* DATA PROVIDED:
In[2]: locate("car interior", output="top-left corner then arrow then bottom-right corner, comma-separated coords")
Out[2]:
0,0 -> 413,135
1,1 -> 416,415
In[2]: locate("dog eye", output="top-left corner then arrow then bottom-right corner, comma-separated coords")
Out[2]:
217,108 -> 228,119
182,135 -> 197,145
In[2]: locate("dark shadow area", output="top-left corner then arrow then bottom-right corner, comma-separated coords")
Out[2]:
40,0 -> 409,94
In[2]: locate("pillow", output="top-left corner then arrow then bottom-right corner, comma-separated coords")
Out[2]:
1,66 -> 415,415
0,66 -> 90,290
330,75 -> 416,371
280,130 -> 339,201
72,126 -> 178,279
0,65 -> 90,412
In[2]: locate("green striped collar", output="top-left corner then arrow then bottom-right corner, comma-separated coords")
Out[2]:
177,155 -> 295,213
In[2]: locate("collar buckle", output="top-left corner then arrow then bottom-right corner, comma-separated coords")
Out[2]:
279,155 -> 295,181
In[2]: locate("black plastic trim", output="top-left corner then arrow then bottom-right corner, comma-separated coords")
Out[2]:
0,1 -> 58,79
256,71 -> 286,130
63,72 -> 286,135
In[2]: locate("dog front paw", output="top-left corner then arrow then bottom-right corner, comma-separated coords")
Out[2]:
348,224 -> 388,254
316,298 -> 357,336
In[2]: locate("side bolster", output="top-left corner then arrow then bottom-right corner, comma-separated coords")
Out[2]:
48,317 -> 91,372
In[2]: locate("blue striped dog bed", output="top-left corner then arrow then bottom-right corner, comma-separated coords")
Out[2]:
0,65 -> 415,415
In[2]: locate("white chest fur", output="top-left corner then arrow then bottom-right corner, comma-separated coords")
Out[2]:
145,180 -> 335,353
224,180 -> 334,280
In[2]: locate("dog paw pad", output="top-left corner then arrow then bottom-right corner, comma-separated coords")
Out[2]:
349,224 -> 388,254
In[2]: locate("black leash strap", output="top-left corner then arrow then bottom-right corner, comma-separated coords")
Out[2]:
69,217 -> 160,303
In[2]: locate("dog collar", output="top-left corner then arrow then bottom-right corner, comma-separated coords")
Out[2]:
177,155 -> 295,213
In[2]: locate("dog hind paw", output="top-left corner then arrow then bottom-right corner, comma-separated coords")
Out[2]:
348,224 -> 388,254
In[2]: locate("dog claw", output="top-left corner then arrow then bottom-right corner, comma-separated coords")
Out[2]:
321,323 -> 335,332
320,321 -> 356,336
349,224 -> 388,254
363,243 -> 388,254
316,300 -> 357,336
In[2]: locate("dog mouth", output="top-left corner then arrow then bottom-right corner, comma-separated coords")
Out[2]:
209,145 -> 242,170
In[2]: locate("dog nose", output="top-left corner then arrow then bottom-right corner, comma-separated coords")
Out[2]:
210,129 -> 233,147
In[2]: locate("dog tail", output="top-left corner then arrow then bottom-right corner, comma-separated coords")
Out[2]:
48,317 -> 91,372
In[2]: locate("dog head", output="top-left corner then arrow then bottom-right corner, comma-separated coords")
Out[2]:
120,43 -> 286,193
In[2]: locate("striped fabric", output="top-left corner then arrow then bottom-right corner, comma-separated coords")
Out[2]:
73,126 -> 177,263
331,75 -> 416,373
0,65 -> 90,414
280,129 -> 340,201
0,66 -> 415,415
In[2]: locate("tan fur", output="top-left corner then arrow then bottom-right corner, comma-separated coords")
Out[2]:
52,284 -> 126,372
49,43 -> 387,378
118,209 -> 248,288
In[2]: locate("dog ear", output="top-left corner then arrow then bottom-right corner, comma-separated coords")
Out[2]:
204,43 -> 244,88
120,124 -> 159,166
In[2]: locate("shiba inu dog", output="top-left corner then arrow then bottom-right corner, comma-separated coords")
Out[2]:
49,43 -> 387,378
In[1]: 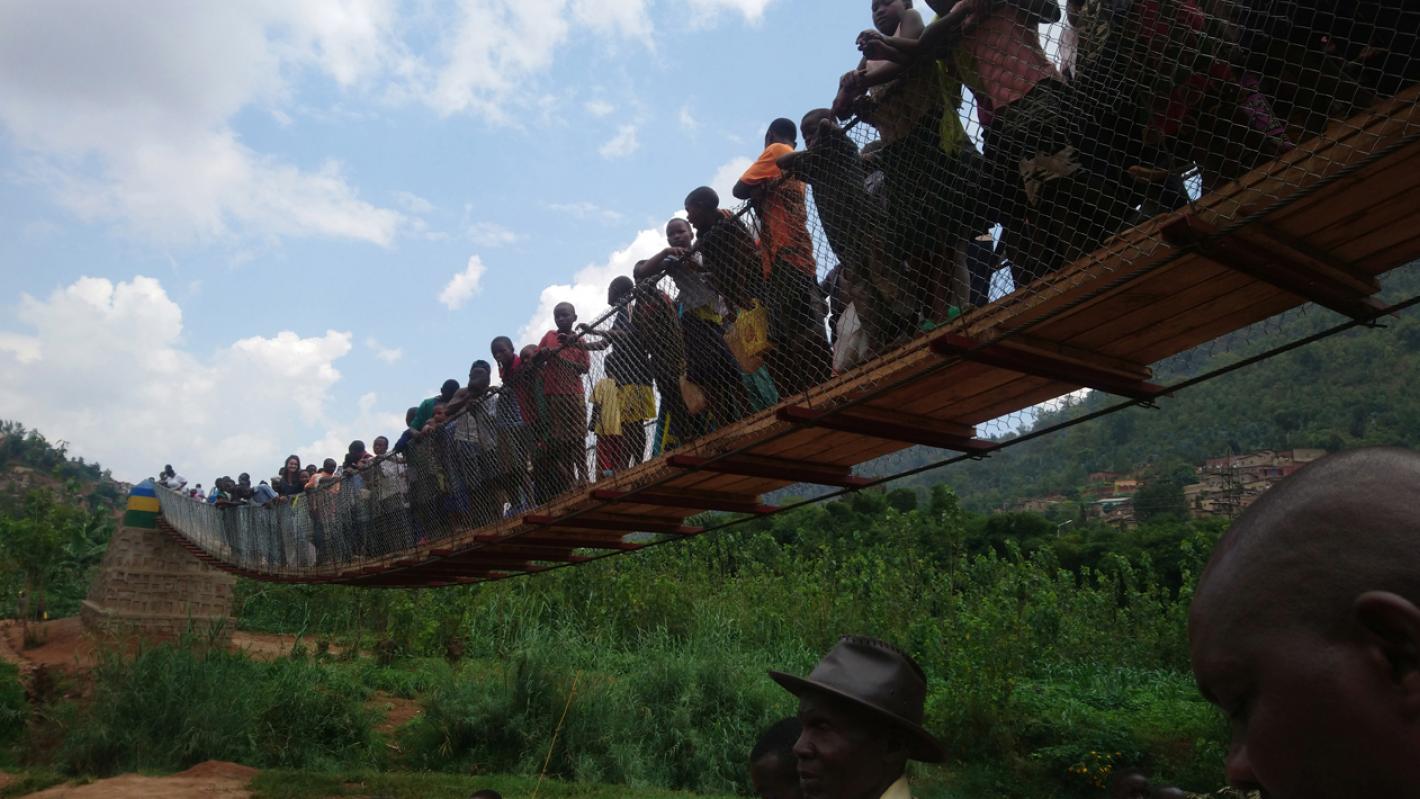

* THE TASK: Repeat verbatim all the material, but not the pictures.

* TASK OUTPUT:
In[2]: locate("car interior", output="top-left corner then arrow then bottom-right corner, comma-separated coords")
Out[2]:
0,0 -> 413,135
1,1 -> 416,415
In[2]: locate("dog eye", output="top-left corner then arrow then bottom-right corner, comma-separated coords")
Out[2]:
217,108 -> 228,119
182,135 -> 197,145
In[2]: locate("dark shadow area", output="top-left corner then arrow then bottom-right corner, comma-separated coords")
Out[2]:
40,0 -> 409,94
In[2]: locate("pillow", output="top-left corner then arrow then bottom-right corner, comma-separated coords")
Out[2]:
1,66 -> 415,415
0,66 -> 90,290
330,75 -> 416,371
280,130 -> 339,201
72,126 -> 178,279
0,65 -> 90,412
In[2]: locate("green striped collar", output="top-left corner then arrow then bottom-right corner, comma-separated coords")
Out[2]:
177,155 -> 295,213
In[2]: locate("collar buckle", output="top-left corner then arrow then bottom-right corner, comma-separated coords")
Out[2]:
279,155 -> 295,181
In[2]: locate("black plastic trim", output="top-left corner then arrow then bottom-right corner, comma-separated coords")
Out[2]:
0,1 -> 58,79
256,71 -> 286,130
63,72 -> 286,135
In[2]: locate("dog front paw", output="top-left corner then arrow then bottom-right corner, comma-separated coords")
Out[2]:
348,224 -> 388,254
316,298 -> 357,336
In[2]: locate("side bolster", output="top-left corner then arrow then bottom-right corner, comma-separated coords")
Out[2]:
48,317 -> 91,372
In[2]: locate("blue striped dog bed", output="top-left corner then arrow then bottom-right corner, comma-separated coords")
Out[2]:
0,65 -> 415,415
In[2]: locate("white chest fur", output="top-left corner then arrow then bottom-right corner, comma-separated coords")
Out[2]:
145,180 -> 335,353
224,180 -> 334,280
In[2]: locate("dog paw pad", output="top-left corner then arrow then bottom-right corner, comma-separated coords")
Out[2]:
349,224 -> 388,254
In[2]: locate("black leash strap", output="top-left corner then arrow then bottom-right corner, comma-separated coords")
Out[2]:
69,217 -> 160,303
In[2]: locate("dog collar", output="top-left corner then arrow then bottom-right corner, comma-separated coords")
Out[2]:
177,155 -> 295,213
In[2]: locate("dog hind paw", output="top-left corner then arrow then bottom-right corner, comma-separated coords")
Out[2]:
348,224 -> 388,254
In[2]: locate("dog claw", output="top-left corner then arrow then bottom-right corner, comma-separated coords")
Out[2]:
321,323 -> 335,332
320,321 -> 356,336
349,224 -> 388,254
363,243 -> 388,254
316,300 -> 357,336
In[2]: locate("dog mouth", output="top-left corner then arrow then bottom-right corner, comma-separated coords")
Out[2]:
209,145 -> 242,170
In[2]: locate("dog nose", output="top-left corner then arrow then bottom-right corner, comma-separated coords")
Out[2]:
210,129 -> 233,147
In[2]: locate("dog tail", output="top-left corner then arrow then bottom-right corner, comma-separated coords")
Out[2]:
48,317 -> 91,372
In[2]: locate("dog head", output="top-left corner then arrow then bottom-right corner, comma-separated coords")
Out[2]:
120,43 -> 286,193
In[2]: locate("striped fabric", output="top-left corner then arrow then bottom-right corner, comma-separated coords")
Out[2]:
73,126 -> 177,263
331,75 -> 416,373
0,65 -> 90,414
280,129 -> 340,201
0,66 -> 415,415
In[2]: locate("tan fur", output="top-left corner then arrow then bottom-right corner, comma-separated coords")
Out[2]:
52,284 -> 126,372
49,43 -> 387,378
118,209 -> 248,288
In[2]: locate("dog ear", output="top-left corner then arrow then bottom-right corner, comma-separated coords")
Out[2]:
204,43 -> 244,88
120,124 -> 159,166
In[2]: locate("shiba inu dog", output="top-left corner then arrow then bottom-right corner, comma-separated coords")
Out[2]:
49,43 -> 387,378
In[1]: 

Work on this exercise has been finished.